** Start Selected text **

ByAdam David Miller, Special to the Daily Planet
Friday November 16, 2001

The above statements are pulled from a recent conversation with teacher and poet Grace Morizawa at her home in Berkeley. 

With a bachelor’s degree in English from Pacific University and a master’s with emphasis in Poetry from San Francisco State, she became a teacher, and has taught in the Oakland Unified School District for 20 years. 

Why? She laughed. “I wanted to work in a variety of spaces. I disliked the idea of sitting in the same spot all the time. In a classroom you get to move around. 

“The truth is, I wanted to be a part of children’s learning. There’s a richness of life.” 

“The people of Oakland remind me of Los Angeles when I was a child”  

Morizawa was born in L.A. and lived there until her father’s death when she was 7. Her mother took her to live with her grandparents in eastern Oregon, where Japanese had established a community outside the Western Exclusion Zone for people of Japanese ancestry during World War II.

** End Selected text **

Pick up the profile of teacher and poet Grace Morizawa right after its last sentence and keep writing it.

** Start Material shown **

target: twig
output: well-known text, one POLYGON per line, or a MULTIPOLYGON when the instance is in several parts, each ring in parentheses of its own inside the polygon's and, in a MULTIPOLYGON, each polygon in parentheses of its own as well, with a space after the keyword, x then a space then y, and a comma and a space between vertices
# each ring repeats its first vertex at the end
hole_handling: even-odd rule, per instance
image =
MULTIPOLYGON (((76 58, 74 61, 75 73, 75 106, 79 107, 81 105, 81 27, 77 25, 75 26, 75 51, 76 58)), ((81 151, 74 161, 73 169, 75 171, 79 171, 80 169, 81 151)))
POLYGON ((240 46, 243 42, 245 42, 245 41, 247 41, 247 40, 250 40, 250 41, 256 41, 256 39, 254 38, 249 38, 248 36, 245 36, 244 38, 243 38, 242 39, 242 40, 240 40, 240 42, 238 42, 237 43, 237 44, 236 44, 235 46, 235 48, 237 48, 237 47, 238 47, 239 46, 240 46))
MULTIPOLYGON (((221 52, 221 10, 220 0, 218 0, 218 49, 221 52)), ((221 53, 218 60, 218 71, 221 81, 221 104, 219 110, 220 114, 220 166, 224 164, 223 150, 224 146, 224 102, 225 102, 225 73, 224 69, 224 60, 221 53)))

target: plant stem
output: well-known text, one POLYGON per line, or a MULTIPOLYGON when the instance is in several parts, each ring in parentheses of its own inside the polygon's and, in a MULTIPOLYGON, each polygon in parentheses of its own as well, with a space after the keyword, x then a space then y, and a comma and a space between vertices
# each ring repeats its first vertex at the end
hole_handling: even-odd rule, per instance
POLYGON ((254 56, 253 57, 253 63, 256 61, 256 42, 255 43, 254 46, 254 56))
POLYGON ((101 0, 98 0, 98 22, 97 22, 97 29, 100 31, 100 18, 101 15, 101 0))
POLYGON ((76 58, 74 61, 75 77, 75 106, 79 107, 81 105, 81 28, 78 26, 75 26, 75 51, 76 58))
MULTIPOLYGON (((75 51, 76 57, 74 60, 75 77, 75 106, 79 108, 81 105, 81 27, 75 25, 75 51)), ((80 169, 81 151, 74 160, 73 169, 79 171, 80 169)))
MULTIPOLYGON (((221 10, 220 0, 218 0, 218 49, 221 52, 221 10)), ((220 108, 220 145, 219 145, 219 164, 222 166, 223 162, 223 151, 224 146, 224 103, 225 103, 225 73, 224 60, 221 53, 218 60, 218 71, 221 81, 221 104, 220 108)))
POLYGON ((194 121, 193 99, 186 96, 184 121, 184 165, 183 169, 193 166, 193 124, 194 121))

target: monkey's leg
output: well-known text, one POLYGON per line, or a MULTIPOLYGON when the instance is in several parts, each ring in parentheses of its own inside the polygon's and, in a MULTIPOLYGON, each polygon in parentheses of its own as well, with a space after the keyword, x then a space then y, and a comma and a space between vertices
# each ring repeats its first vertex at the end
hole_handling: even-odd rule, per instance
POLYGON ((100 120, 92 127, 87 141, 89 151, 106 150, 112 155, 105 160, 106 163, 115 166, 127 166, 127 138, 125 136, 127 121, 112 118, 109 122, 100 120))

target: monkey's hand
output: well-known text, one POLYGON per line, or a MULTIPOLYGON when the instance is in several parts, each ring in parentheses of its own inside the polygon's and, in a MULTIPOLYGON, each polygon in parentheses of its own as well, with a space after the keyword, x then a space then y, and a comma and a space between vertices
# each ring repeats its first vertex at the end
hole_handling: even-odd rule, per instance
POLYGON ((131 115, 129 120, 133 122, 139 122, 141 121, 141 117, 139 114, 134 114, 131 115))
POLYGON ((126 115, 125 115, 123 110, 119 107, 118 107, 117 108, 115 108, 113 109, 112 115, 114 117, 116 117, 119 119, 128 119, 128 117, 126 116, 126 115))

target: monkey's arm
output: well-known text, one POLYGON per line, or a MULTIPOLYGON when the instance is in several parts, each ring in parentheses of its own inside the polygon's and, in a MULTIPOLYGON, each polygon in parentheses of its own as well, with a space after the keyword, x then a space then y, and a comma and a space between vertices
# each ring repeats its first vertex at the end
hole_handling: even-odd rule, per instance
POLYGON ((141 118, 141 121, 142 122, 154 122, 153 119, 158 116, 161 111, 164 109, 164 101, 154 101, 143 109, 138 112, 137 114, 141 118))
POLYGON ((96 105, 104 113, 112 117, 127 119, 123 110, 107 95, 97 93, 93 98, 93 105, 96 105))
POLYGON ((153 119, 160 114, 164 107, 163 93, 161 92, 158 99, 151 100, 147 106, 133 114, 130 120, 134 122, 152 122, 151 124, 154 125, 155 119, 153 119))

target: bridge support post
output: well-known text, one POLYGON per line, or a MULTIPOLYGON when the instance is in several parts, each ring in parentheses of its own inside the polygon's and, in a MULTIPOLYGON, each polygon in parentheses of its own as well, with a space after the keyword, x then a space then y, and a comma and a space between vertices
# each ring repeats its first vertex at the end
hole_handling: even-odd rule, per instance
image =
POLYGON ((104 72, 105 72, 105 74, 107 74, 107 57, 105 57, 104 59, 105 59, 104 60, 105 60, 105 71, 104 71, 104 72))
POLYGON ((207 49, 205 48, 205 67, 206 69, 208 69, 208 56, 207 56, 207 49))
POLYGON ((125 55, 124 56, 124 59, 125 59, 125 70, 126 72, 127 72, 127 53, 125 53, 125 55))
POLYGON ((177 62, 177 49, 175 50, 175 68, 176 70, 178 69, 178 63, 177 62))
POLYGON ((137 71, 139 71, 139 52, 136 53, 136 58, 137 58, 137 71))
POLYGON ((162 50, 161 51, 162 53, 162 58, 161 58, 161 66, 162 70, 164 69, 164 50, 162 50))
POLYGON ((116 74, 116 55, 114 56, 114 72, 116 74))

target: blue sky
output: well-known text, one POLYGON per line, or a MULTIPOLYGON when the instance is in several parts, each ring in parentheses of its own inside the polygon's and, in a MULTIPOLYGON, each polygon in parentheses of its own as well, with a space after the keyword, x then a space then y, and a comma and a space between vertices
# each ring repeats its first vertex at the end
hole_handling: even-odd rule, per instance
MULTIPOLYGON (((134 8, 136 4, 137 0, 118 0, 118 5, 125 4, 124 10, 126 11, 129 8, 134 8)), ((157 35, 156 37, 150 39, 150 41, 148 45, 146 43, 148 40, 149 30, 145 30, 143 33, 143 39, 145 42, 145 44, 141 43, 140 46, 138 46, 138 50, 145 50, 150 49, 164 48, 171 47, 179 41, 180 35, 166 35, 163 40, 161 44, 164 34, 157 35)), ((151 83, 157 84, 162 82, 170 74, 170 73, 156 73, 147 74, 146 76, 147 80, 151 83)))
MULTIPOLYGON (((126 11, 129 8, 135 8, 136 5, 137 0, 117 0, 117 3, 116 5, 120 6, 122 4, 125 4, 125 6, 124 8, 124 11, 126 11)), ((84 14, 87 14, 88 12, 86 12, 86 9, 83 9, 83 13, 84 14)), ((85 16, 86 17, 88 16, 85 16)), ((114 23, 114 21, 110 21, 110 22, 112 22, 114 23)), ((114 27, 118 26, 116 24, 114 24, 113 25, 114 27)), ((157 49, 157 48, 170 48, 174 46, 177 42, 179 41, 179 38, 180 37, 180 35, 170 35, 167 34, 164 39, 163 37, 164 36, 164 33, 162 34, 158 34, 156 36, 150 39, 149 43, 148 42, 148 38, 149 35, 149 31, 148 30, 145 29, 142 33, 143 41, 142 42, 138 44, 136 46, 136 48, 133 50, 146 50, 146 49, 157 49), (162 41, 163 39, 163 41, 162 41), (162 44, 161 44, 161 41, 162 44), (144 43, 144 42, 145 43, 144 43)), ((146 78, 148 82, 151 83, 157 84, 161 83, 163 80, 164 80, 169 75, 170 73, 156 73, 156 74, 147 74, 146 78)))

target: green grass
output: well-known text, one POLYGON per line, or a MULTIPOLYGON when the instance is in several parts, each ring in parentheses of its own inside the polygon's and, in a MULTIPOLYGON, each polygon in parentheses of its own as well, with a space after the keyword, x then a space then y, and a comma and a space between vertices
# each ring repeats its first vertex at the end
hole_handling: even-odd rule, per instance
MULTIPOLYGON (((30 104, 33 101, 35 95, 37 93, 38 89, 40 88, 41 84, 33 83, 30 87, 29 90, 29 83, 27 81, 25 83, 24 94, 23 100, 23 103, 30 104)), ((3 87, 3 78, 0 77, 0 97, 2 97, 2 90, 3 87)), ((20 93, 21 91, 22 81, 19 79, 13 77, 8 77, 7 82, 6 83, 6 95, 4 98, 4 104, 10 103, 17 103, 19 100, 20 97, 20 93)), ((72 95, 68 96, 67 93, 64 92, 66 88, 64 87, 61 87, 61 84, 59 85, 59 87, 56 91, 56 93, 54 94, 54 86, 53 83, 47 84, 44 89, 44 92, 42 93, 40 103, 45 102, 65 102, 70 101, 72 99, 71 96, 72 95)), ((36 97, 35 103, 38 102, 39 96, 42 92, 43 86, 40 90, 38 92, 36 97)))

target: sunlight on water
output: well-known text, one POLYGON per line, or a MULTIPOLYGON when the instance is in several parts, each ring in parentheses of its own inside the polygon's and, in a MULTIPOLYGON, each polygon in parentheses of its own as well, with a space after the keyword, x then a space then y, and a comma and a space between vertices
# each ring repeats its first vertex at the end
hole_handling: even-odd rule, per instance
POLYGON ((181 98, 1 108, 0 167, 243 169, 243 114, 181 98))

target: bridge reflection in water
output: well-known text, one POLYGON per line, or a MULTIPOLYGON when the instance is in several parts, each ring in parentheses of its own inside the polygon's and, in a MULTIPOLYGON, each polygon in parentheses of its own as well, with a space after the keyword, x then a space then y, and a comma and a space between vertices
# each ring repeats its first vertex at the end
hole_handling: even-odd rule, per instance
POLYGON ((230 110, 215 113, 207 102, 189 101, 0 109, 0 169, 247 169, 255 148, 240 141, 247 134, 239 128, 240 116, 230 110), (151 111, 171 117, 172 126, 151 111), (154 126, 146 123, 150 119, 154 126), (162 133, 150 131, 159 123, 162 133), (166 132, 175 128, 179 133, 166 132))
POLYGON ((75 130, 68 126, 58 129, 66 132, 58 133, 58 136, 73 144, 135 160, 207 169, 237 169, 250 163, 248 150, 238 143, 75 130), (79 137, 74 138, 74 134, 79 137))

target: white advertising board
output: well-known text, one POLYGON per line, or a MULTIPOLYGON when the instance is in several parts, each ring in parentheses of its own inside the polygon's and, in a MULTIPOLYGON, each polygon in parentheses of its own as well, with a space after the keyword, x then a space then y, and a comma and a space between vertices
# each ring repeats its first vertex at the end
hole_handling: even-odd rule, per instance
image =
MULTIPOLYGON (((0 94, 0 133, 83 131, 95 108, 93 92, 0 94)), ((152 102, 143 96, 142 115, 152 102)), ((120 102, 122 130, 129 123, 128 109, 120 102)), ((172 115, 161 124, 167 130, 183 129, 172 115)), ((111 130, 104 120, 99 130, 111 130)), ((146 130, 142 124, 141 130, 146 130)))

** End Material shown **

### Task response
“I didn’t go to the camps but my parents had gone so we heard a lot about them. There were several of them not far from where we lived. People talked.” 

Her mother was raised near Yakima, Wash., where she witnessed the terror directed by whites against Filipinos in the 1930s. They had been brought in to work on the farms and in the apple orchards.  

“Our family hid one of the men. Only men were allowed to come. There were some Japanese as dark as the Filipinos.” Descendants of farm workers are running some of the towns up there now, she added. 

Morizawa so loved growing up in the high desert that she now writes many poems about her life there. 

“People think there’s nothing in the desert, but when you look at it closely, it is vibrant, all this life is present. There is the valley sagebrush, tumbleweed. The growth along the ditch banks (irrigation canals) before people began to weed them. The dramatic weather, thunderstorms. The high desert air frames everything so you can see it clearly. The moon is so big.”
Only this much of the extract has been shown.